_Data for processing_:
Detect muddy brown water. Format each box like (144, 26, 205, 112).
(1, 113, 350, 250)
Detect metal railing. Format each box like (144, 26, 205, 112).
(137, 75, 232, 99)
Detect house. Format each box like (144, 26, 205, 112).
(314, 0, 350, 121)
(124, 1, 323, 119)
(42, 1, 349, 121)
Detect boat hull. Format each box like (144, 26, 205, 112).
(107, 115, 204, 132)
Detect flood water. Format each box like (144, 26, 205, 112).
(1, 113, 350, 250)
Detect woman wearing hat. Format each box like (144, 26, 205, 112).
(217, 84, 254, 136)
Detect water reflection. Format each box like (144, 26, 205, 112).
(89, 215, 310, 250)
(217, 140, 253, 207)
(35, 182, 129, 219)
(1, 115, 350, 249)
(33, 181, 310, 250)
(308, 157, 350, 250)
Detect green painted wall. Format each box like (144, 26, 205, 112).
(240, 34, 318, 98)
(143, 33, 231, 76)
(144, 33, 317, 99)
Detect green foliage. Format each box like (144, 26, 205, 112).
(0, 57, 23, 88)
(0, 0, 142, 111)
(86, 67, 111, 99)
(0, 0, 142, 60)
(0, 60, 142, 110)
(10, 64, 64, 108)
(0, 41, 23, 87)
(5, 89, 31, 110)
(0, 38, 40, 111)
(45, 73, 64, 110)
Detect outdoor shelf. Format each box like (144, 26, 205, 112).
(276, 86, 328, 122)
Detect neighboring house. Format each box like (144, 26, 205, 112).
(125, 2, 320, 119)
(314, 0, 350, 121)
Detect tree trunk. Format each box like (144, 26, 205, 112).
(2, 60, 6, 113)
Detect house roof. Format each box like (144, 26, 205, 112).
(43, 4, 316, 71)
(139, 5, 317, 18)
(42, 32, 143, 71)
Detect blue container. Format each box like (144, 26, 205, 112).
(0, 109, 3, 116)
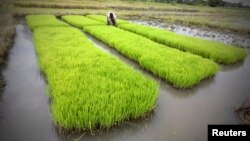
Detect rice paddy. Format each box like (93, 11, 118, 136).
(23, 13, 245, 132)
(61, 15, 105, 28)
(84, 15, 247, 64)
(1, 0, 250, 140)
(26, 16, 158, 131)
(81, 25, 219, 88)
(25, 15, 68, 30)
(118, 23, 247, 64)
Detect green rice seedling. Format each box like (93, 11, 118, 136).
(32, 26, 158, 131)
(82, 25, 219, 88)
(118, 23, 247, 64)
(61, 15, 105, 28)
(86, 15, 129, 25)
(25, 15, 68, 30)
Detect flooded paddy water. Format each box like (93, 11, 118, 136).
(131, 20, 250, 51)
(0, 22, 249, 141)
(0, 24, 59, 141)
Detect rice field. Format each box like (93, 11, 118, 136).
(26, 16, 158, 131)
(24, 13, 244, 132)
(80, 25, 219, 88)
(61, 15, 105, 28)
(25, 15, 68, 30)
(85, 15, 247, 64)
(118, 23, 247, 64)
(1, 0, 249, 139)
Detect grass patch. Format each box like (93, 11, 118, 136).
(25, 15, 68, 30)
(118, 23, 247, 64)
(15, 1, 107, 9)
(14, 0, 199, 12)
(86, 15, 129, 25)
(12, 7, 108, 17)
(32, 26, 158, 132)
(80, 25, 219, 88)
(11, 0, 250, 34)
(61, 15, 105, 28)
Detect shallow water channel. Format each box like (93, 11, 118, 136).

_Task requirements_:
Verbatim output of the entries is required, with each image left out.

_Answer for the task_:
Detect muddy brown water. Format each box like (144, 26, 205, 112).
(1, 113, 350, 250)
Detect metal railing. Format each box like (144, 26, 205, 112).
(137, 75, 232, 99)
Detect house. Format each box like (144, 26, 205, 112).
(314, 0, 350, 121)
(124, 1, 323, 119)
(42, 1, 349, 121)
Detect boat hull. Format each box like (144, 26, 205, 112).
(107, 115, 204, 132)
Detect flood water. Format each box like (144, 26, 205, 112).
(1, 113, 350, 250)
Detect woman wearing hat. Format each box like (144, 26, 205, 112).
(217, 84, 254, 136)
Detect water reflection. Format each box like (144, 26, 205, 112).
(89, 215, 310, 250)
(217, 140, 253, 207)
(35, 182, 129, 219)
(1, 115, 350, 249)
(33, 181, 310, 250)
(308, 157, 350, 250)
Detect green painted wall. Format each box like (144, 26, 205, 112).
(240, 34, 318, 98)
(143, 33, 231, 76)
(144, 33, 317, 99)
Detect green foliage. Format each box like (144, 26, 205, 112).
(0, 57, 23, 88)
(0, 0, 142, 111)
(86, 67, 111, 99)
(0, 0, 142, 60)
(0, 60, 142, 110)
(10, 64, 64, 108)
(0, 41, 23, 87)
(5, 89, 31, 110)
(0, 38, 40, 111)
(45, 73, 64, 110)
Detect outdoor shelf. Format each box like (144, 26, 205, 112).
(276, 86, 328, 122)
Detect neighboring house. Format each box like (144, 26, 205, 112).
(125, 2, 320, 119)
(314, 0, 350, 121)
Detect tree trunk. Format each box like (144, 26, 205, 112).
(2, 60, 6, 113)
Detect house roof. Format each box like (144, 26, 205, 112).
(43, 4, 316, 71)
(139, 5, 317, 18)
(42, 32, 143, 71)
Detect blue container. Format each box like (144, 26, 205, 112).
(0, 109, 3, 116)
Detect rice paddy. Format each box like (93, 11, 118, 136).
(23, 13, 245, 132)
(61, 15, 105, 28)
(84, 15, 247, 64)
(1, 0, 250, 140)
(26, 16, 158, 131)
(81, 25, 219, 88)
(25, 15, 68, 30)
(118, 23, 247, 64)
Detect green rice seedling. Format each box like (93, 11, 118, 136).
(32, 26, 158, 131)
(82, 25, 219, 88)
(118, 23, 247, 64)
(61, 15, 105, 28)
(86, 15, 129, 25)
(25, 15, 68, 30)
Detect flooded paddy water. Format each box like (93, 11, 118, 136).
(131, 20, 250, 51)
(0, 22, 249, 141)
(0, 24, 59, 141)
Detect rice field. Format each box like (93, 11, 118, 136).
(26, 16, 158, 131)
(24, 13, 244, 132)
(80, 25, 219, 88)
(61, 15, 105, 28)
(25, 15, 68, 30)
(85, 15, 247, 64)
(118, 23, 247, 64)
(1, 0, 249, 139)
Detect grass patch. Format each box like (93, 11, 118, 136).
(25, 15, 68, 30)
(118, 23, 247, 64)
(15, 1, 107, 9)
(14, 0, 199, 12)
(86, 15, 129, 25)
(12, 7, 108, 17)
(32, 26, 158, 132)
(80, 25, 219, 88)
(11, 0, 250, 34)
(61, 15, 105, 28)
Detect shallow water channel. Format each box like (93, 11, 118, 136).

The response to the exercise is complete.